**TASK DETAILS:**
Write out every line in the items below that contains the word "instance".

-- Begin --

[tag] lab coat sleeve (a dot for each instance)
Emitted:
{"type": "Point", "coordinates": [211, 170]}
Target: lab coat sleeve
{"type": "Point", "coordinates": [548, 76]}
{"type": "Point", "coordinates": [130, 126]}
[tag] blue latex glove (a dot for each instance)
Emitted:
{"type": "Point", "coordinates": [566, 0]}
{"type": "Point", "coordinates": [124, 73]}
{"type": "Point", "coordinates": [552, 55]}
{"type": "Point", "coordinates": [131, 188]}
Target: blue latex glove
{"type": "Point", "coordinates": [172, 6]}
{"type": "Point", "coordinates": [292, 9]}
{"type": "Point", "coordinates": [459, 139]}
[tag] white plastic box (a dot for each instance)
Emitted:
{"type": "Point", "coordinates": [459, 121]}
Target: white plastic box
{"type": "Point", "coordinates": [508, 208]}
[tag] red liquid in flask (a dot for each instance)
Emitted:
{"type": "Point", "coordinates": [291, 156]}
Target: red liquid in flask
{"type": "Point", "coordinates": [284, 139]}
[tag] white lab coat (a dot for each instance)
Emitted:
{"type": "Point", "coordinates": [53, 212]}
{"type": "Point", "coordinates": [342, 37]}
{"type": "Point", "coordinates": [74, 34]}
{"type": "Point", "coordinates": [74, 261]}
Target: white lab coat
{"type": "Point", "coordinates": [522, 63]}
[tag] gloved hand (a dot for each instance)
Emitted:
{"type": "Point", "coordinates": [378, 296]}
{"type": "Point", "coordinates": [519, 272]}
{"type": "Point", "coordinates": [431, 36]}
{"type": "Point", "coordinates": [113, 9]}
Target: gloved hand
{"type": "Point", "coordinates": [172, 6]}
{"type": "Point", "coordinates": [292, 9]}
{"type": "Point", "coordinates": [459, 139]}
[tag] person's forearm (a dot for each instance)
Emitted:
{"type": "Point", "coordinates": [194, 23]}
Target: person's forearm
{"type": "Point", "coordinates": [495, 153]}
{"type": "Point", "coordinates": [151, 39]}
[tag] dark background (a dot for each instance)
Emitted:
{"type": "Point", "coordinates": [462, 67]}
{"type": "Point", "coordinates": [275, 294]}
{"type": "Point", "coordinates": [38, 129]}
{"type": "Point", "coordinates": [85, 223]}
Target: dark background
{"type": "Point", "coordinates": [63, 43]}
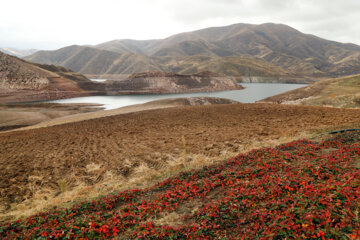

-- End --

**TASK OUTPUT:**
[tag] lab coat sleeve (a dot for each instance)
[tag] blue latex glove (a dot for each instance)
[tag] white plastic box (a dot for each instance)
[tag] red liquid in flask (a dot for each instance)
[tag] white lab coat (a dot for each instance)
[tag] gloved hand (a dot for each instance)
[tag] person's forearm (a dot for each instance)
[tag] dark background (a dot for each instance)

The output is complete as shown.